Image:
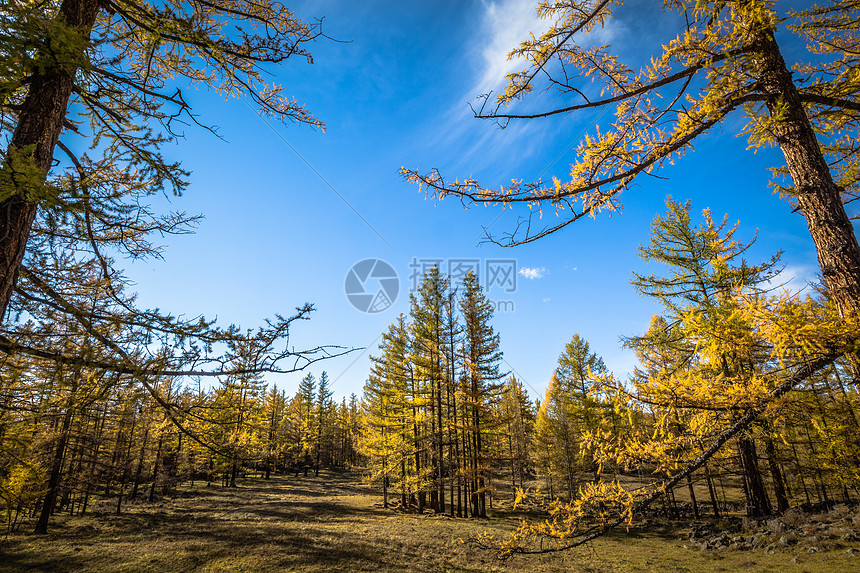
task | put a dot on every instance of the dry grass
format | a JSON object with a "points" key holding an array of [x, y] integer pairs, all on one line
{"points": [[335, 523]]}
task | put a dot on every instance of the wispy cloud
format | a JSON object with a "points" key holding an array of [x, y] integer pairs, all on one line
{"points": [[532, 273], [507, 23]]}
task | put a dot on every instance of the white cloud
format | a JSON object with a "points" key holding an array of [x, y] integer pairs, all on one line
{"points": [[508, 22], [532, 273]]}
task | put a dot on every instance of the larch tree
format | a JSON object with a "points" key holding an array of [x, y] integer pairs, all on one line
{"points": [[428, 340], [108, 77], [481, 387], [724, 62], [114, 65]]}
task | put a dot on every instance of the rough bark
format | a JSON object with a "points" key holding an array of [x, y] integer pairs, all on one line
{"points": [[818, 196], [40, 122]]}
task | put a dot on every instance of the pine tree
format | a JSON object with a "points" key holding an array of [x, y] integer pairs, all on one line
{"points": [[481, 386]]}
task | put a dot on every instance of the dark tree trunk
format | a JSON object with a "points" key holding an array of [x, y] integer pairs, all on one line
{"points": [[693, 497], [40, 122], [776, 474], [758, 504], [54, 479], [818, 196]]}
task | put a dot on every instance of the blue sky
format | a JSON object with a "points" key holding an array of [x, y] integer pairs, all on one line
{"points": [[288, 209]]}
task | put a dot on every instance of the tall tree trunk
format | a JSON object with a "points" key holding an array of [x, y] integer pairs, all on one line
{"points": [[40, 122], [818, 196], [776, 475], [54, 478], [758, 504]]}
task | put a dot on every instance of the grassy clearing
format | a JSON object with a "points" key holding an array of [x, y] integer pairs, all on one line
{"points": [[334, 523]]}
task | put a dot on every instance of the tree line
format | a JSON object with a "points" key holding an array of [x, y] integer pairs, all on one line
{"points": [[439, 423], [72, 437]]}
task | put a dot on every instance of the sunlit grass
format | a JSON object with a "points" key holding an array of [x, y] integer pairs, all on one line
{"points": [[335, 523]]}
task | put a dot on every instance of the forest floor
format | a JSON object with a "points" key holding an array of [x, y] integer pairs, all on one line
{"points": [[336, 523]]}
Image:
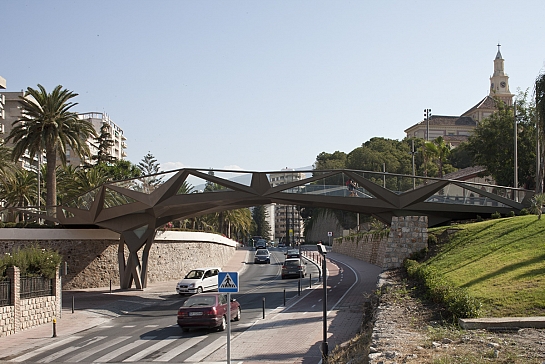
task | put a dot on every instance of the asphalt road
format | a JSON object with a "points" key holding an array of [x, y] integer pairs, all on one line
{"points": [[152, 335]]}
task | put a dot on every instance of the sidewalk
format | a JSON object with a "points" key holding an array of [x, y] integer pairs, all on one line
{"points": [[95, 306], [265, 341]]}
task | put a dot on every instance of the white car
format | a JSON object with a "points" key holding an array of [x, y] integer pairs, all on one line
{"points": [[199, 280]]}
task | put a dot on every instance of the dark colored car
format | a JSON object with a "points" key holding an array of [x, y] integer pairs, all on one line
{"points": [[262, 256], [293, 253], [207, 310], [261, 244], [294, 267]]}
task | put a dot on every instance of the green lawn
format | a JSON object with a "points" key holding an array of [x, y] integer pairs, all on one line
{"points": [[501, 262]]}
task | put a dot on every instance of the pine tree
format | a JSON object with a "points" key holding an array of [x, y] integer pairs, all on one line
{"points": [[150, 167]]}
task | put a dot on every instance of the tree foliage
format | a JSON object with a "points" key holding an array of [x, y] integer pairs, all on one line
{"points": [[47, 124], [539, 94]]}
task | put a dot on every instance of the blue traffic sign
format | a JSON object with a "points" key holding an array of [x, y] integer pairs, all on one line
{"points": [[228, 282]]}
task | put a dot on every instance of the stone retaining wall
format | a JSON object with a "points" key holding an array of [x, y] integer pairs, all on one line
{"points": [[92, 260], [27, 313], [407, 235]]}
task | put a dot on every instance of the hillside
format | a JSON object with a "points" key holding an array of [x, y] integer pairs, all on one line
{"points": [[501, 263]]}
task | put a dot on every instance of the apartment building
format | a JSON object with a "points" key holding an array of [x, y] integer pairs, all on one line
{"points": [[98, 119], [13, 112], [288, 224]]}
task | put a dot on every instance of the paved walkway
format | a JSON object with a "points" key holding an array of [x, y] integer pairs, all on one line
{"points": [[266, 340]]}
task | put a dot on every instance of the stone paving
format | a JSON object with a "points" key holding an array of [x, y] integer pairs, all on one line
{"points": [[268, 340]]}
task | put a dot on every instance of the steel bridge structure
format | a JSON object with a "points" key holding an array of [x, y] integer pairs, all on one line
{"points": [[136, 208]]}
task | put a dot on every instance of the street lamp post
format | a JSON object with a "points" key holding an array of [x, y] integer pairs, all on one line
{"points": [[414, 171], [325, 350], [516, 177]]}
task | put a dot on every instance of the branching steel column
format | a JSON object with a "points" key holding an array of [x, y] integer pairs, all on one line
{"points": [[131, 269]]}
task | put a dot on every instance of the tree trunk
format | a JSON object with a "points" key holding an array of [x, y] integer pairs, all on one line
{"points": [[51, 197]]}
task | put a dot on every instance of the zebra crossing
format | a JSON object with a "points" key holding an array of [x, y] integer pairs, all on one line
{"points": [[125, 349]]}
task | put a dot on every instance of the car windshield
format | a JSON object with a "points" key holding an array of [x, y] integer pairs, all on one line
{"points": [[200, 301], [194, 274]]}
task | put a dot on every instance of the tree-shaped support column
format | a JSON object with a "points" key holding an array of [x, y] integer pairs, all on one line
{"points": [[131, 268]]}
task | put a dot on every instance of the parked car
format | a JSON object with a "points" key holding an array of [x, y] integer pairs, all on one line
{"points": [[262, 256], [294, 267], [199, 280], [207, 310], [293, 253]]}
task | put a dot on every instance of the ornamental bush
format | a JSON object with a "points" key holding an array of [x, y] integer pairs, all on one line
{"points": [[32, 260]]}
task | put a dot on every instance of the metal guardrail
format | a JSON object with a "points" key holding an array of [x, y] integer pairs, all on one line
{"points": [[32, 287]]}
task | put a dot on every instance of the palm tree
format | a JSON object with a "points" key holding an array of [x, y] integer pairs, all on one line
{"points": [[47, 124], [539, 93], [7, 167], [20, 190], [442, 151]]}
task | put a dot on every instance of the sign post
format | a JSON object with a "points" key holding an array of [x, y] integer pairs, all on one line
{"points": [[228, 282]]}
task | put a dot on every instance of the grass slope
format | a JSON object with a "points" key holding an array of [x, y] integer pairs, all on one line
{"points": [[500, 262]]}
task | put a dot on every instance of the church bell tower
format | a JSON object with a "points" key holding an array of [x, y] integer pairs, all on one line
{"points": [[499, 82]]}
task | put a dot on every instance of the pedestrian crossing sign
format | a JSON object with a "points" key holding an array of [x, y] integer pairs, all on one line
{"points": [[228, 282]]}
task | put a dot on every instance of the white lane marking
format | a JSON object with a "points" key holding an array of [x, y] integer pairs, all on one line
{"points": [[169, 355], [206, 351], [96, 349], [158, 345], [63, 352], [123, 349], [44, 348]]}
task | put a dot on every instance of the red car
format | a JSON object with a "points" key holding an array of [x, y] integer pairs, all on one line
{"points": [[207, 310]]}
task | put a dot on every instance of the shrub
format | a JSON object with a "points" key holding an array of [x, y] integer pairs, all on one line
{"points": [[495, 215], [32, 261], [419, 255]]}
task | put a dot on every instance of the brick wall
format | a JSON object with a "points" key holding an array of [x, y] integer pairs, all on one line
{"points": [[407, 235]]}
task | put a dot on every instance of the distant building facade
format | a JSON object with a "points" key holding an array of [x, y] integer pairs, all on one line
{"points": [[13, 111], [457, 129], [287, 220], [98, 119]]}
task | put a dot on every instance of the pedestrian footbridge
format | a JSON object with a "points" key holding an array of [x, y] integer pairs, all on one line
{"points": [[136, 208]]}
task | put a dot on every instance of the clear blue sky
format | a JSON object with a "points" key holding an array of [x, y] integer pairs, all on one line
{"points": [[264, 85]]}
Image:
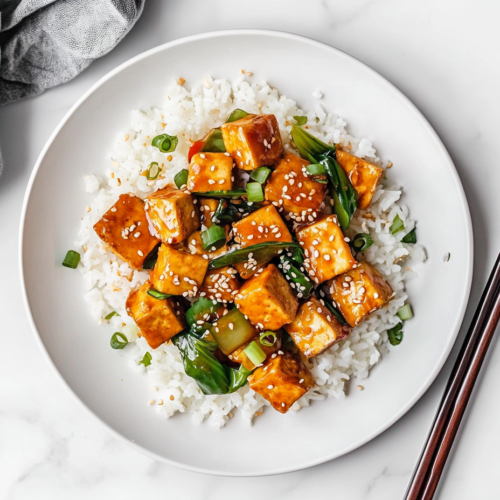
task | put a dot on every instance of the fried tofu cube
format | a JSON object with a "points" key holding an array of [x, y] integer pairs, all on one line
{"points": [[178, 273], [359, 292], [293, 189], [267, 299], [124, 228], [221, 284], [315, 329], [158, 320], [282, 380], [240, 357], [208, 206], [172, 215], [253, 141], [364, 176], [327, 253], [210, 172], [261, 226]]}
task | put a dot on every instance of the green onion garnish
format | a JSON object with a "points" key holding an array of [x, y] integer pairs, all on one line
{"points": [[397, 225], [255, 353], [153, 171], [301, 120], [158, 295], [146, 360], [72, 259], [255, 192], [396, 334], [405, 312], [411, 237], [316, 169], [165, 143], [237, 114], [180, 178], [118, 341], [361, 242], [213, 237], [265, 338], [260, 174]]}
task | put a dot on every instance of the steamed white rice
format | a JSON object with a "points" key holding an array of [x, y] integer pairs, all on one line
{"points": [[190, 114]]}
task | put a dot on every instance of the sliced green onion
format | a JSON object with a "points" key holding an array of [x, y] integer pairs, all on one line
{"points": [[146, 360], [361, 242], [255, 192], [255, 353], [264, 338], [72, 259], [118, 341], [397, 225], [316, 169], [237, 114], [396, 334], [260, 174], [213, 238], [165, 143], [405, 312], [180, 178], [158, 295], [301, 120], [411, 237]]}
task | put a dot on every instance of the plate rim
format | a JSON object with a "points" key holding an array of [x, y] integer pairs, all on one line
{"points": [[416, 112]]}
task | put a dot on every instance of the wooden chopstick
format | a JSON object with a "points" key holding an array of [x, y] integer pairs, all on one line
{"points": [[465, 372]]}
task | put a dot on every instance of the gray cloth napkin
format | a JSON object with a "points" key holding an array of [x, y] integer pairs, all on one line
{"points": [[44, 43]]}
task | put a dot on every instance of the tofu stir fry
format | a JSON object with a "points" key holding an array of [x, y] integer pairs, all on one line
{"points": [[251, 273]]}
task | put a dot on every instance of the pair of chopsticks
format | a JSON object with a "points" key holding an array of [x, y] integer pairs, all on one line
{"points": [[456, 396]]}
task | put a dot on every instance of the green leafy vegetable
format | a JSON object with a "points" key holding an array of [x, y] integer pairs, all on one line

# # #

Given instruction:
Only those lines running from the one containing "task | put a dot on every instance of the wooden" through the last line of the data above are to be copied, exactly, with both ends included.

Response:
task | put a dot on every instance of the wooden chopstick
format | a JSON object with a "points" key holding an array of [x, y] integer pairs, all on one line
{"points": [[465, 372]]}
task | put a dot on every instance of the gray cloth napkin
format | a JSON object with a "points" key holding an array of [x, y] integer pairs, all on one line
{"points": [[44, 43]]}
task | put a dot on every instance of the tofu stir fry
format | a JSON object with a "points" key holding an array of [x, y] integer pairs, all on one line
{"points": [[251, 273]]}
task | put a dot on every instance of the pair of chopsticks
format | a JSON object with a "points" key holding an array of [x, y] integer pairs, all on one line
{"points": [[456, 396]]}
task | put a dot on every instance of the green leafy vegetable
format | a JSON object with a "points" key holding an array of [x, y] integer pairs, all on one line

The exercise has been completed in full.